[Recorded data]

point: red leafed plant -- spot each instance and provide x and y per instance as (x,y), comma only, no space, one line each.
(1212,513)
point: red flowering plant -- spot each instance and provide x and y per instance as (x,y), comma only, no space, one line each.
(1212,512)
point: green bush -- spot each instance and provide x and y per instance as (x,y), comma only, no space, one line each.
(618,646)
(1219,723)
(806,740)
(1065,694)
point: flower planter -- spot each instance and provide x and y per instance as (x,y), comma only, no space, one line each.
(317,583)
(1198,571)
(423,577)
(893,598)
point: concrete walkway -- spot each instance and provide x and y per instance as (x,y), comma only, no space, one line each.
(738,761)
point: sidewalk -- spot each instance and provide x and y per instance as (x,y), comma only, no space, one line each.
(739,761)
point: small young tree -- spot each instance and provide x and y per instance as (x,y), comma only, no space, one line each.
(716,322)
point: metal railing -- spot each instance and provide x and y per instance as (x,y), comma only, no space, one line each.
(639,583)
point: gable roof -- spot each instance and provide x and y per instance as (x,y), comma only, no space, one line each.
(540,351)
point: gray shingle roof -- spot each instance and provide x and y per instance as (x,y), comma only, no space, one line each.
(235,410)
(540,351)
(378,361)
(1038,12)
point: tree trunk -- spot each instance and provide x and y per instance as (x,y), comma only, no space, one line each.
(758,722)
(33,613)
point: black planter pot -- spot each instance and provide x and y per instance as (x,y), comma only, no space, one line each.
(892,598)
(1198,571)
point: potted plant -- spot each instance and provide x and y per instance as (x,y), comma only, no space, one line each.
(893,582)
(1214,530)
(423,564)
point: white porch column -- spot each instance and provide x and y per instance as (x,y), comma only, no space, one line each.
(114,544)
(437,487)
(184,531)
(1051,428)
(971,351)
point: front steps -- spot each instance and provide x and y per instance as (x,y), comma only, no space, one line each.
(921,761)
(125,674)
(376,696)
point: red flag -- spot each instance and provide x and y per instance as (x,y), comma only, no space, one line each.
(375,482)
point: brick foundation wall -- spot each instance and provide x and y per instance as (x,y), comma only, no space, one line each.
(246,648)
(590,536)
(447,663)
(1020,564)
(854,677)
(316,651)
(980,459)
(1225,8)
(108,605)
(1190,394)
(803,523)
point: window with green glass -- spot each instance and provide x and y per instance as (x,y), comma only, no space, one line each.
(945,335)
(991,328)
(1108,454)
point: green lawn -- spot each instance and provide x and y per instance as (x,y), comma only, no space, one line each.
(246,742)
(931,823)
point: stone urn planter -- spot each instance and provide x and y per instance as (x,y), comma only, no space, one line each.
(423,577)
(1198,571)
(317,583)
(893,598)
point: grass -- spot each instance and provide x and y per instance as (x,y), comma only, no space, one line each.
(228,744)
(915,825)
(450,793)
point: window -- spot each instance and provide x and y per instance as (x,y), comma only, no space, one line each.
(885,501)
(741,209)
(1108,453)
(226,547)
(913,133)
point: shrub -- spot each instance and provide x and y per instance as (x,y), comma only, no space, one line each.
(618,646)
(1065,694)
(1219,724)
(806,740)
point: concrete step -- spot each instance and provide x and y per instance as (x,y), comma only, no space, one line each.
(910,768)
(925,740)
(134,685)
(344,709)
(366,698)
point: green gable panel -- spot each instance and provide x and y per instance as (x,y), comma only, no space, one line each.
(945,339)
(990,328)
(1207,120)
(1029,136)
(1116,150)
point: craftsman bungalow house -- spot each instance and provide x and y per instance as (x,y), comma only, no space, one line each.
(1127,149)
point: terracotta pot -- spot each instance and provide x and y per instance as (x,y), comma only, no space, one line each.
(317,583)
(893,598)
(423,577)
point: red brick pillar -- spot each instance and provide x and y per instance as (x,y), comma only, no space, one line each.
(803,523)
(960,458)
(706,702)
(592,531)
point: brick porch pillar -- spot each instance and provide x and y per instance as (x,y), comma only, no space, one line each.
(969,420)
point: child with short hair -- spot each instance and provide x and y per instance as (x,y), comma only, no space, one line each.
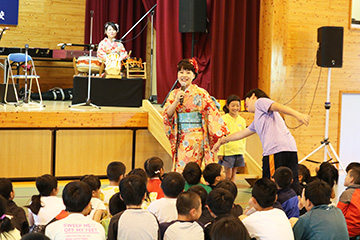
(7,229)
(165,208)
(349,201)
(97,206)
(322,221)
(77,199)
(154,168)
(213,173)
(19,216)
(134,222)
(192,174)
(45,206)
(231,154)
(267,222)
(286,196)
(115,171)
(188,205)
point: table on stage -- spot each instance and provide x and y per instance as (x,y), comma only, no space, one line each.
(109,91)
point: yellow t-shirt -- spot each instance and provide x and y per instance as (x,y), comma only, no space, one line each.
(234,147)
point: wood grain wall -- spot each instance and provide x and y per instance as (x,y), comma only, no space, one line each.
(288,45)
(44,24)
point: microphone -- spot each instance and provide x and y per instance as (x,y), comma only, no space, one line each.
(183,87)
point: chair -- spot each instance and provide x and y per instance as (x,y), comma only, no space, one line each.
(19,59)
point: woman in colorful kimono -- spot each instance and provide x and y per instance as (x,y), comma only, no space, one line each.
(192,122)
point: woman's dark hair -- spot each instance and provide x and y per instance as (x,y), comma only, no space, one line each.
(113,25)
(230,99)
(258,93)
(5,222)
(45,184)
(152,167)
(186,65)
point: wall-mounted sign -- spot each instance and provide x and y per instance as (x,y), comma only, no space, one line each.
(9,12)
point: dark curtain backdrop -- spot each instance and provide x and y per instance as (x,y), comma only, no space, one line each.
(126,14)
(227,53)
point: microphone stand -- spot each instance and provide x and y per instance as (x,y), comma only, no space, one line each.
(172,88)
(88,101)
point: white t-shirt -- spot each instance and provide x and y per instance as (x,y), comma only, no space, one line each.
(269,225)
(75,226)
(51,207)
(184,231)
(96,204)
(164,209)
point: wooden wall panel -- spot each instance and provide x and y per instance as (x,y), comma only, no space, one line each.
(25,153)
(301,19)
(80,152)
(44,24)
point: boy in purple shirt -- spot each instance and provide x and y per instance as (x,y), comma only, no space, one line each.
(279,146)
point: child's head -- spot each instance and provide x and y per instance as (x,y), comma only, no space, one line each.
(352,177)
(192,173)
(318,192)
(115,171)
(172,184)
(220,201)
(233,104)
(304,174)
(5,222)
(188,204)
(154,167)
(6,188)
(228,185)
(213,173)
(283,177)
(264,192)
(229,228)
(46,185)
(94,183)
(199,190)
(132,190)
(76,196)
(116,204)
(328,173)
(352,165)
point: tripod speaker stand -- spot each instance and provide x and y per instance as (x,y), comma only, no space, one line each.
(329,55)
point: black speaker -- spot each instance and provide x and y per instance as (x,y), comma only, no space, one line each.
(330,49)
(11,94)
(192,16)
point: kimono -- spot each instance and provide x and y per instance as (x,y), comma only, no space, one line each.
(194,128)
(116,47)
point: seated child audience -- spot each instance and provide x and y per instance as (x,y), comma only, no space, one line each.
(134,222)
(229,228)
(19,216)
(188,205)
(220,202)
(154,168)
(205,215)
(192,174)
(267,222)
(231,187)
(349,202)
(165,208)
(322,221)
(286,195)
(213,173)
(77,199)
(115,171)
(45,206)
(7,229)
(97,206)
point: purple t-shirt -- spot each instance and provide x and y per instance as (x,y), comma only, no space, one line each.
(274,135)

### What the exercise asks
Print the data once more without any change, skipping each picture.

### Response
point: red leafed plant -- spot each instance and provide x and y per instance as (x,y), comma only, no space, one line each.
(1212,513)
point: red flowering plant -- spot each instance and provide x and y per instance as (x,y), comma only, no space, one line each.
(1212,512)
point: green bush -- spot each instance and provide x and y per instance as (x,y), comma only, no space, one line each.
(618,646)
(1219,723)
(806,740)
(1065,694)
point: flower planter -- spot each instance and provide x and y per instance as (x,y), comma only, no space, one line each.
(317,583)
(1198,571)
(423,577)
(893,598)
point: concrete walkway -- spot each instance and provide x and y per instance as (x,y), comma only, no space, one line each.
(738,761)
point: sidewalk -- spot each instance and provide x and y per instance as (x,y), comma only, no space, one line each.
(739,761)
point: small young tree -- spot each instance and provide x and y per instance as (x,y), comma only, no space, one line each.
(716,322)
point: metal railing -- spot each instance and provide x and y per instance as (x,y), comma only, no space, one line each.
(639,583)
point: gable roof -- spot each instance and provide x and y per instance as (x,y), comma only, no space, one line each.
(540,351)
point: gray shingle roof -- spot each instance and provide x and y per instance as (x,y), comma only, no space, one line each.
(235,410)
(540,351)
(378,361)
(1038,12)
point: tree trunk -- spot each instance and provide x and y per instance as (x,y), comma only, no space, one line each.
(758,722)
(33,613)
point: black planter pot -- spot each instance and provide x and y per instance as (x,y), comma only, no space, one line each.
(892,598)
(1198,571)
point: potted plant -- spot each instance and provide x and y per instance as (x,y), comma only, no space, one line each.
(893,582)
(1214,530)
(423,564)
point: white porch column -- spot each instance and provide x and y per instance as (x,y), comma only, no space, one line each.
(114,544)
(437,487)
(184,531)
(1051,428)
(971,351)
point: front steps -- spot each instance and provide x and y per instance as (x,y), comma only, no space, one line each.
(921,761)
(125,674)
(376,696)
point: red flag -- spot each instance and provide x and y per instance as (x,y), comma only, no space, one line each.
(375,482)
point: brick foundation wall -- spot each instance and provide x and y per instance as (x,y), comma only, no space, one line each.
(246,648)
(590,536)
(447,663)
(1020,564)
(854,677)
(316,651)
(980,459)
(1225,8)
(108,605)
(1190,394)
(803,523)
point: window with green glass -- spot each instance and provide x and y per instance as (x,y), comma only, no space, one line each.
(945,335)
(991,328)
(1108,454)
point: green lawn -- spot each instance and provide x and y per instance as (x,y), comma only, no space, one line each.
(246,742)
(931,823)
point: stone urn planter -- spot each instance and provide x and y per instance as (x,y), comma only, no space, one line each.
(423,577)
(1198,571)
(317,583)
(893,598)
point: grass -- spot each instance and provide x and y per instance as (x,y), comma only, no space, one line each.
(228,744)
(915,825)
(450,793)
point: window -- spot each instance and provide x and y per instance as (x,y), comma only, no space, one line each.
(885,501)
(741,209)
(1108,453)
(226,547)
(913,133)
point: shrub -- spot each instance and provide x and y per instance as (x,y), comma only, no space, one line each.
(618,646)
(1065,694)
(1219,724)
(806,740)
point: concrete step -- spot each instance and provide x and y per instance as (x,y), comma only, no space, one line each.
(910,768)
(925,740)
(134,685)
(344,709)
(366,698)
point: green gable panel -- spot each instance and provide x and y per instance as (x,y), comma only, no space, one line each.
(945,339)
(990,328)
(1207,120)
(1029,136)
(1116,150)
point: craftsman bungalow house -- spot each instance and provide x and y per instance as (x,y), comma only, no space, one line each.
(1127,149)
point: terracotta pot -- spot each instance and provide x and y per instance as (x,y), comma only, no space, one line each.
(317,583)
(893,598)
(423,577)
point: red brick pillar -- spot each instance and provide x and y per instance as (x,y), comma only, no space, one line each.
(803,523)
(960,458)
(706,702)
(592,531)
point: brick porch pillar -- spot each instance and provide x and y per instance as (x,y), comma only, no space, one line each.
(969,420)
point: child with short hair -- spot each instance and provide x and y per instance as (x,y), comma only, no space, one line each.
(7,229)
(165,208)
(349,201)
(97,206)
(322,221)
(77,199)
(154,168)
(213,173)
(19,216)
(134,222)
(192,174)
(45,206)
(231,154)
(267,222)
(286,196)
(115,171)
(188,205)
point: table on stage -- spot each instance and provide x and y per instance as (x,y), comma only, no space, one line each.
(109,91)
point: yellow t-shirt -- spot each instance and provide x and y per instance as (x,y), comma only, no space, one line each.
(234,147)
point: wood grain wall -- spot each instance and provide x and y per instance as (x,y), comma only, no space, one line each.
(288,45)
(44,24)
point: microphone -- spot each instance and provide x and y per instance as (x,y), comma only, no space, one line each.
(183,87)
point: chair -- spot each instance and provide x and y per instance as (x,y), comma only, no space, one line each.
(19,59)
point: woman in colorful kimono -- spot each instance and provide x and y per instance as (x,y), comma only, no space, one line each.
(192,122)
point: woman's dark hair -- spot each instance and provide x and y per instance as (x,y), comma only, no space, one line each.
(113,25)
(230,99)
(258,93)
(5,222)
(45,184)
(152,167)
(186,65)
point: wall-mounted sign -- spot each instance and provide x and y per instance as (x,y), comma only, no space, one line each.
(9,12)
point: dark curtain backdrop -- spot each instance and provide x and y per instance as (x,y), comma only, no space, one line each.
(126,14)
(227,53)
point: microphone stand -- spot each instance and provide x and y per instance as (x,y), comma only, no space, one line each.
(172,88)
(88,101)
point: white t-shirt -- spot each instance and provide x and y per instance as (x,y), comma only, no space, one line each.
(269,225)
(75,226)
(51,207)
(184,231)
(96,204)
(164,209)
point: wooden wall panel -- spot each instance and provide x and y per instance as (x,y), comma only, no space, one line each.
(25,153)
(301,19)
(80,152)
(44,24)
point: boy in purple shirt -- spot each instance and provide x and y per instance as (x,y), comma only, no space, one line each.
(279,146)
point: child's head -- spot each instance and provide x and y per instance as (x,y), comma only, no space, one line each.
(352,177)
(192,173)
(318,192)
(115,171)
(172,184)
(220,201)
(233,104)
(304,174)
(5,222)
(188,204)
(154,167)
(6,188)
(228,185)
(213,173)
(283,177)
(264,192)
(229,228)
(46,185)
(94,183)
(199,190)
(132,190)
(76,196)
(116,204)
(328,173)
(352,165)
point: tripod speaker stand -- spot each instance and provide x and y per instance as (x,y), comma only, no space, one line each.
(329,55)
point: black speaker -- spot each instance and provide x and y per instance as (x,y), comma only, no space, one line each.
(330,49)
(11,94)
(192,16)
point: kimono -- spot each instance and provide x and y per instance as (x,y), comma only, no space, one line each.
(194,128)
(116,47)
point: seated child audience -- spot each instance and provide x and y per instance as (x,y), comma only, no space, one line each.
(134,222)
(229,228)
(19,216)
(188,205)
(220,202)
(154,168)
(205,215)
(192,174)
(267,222)
(231,187)
(349,202)
(165,208)
(322,221)
(286,195)
(213,173)
(77,199)
(115,171)
(45,206)
(7,229)
(97,206)
point: purple t-shirt -- spot each instance and provide x and y per instance as (x,y), comma only, no space, one line each.
(274,135)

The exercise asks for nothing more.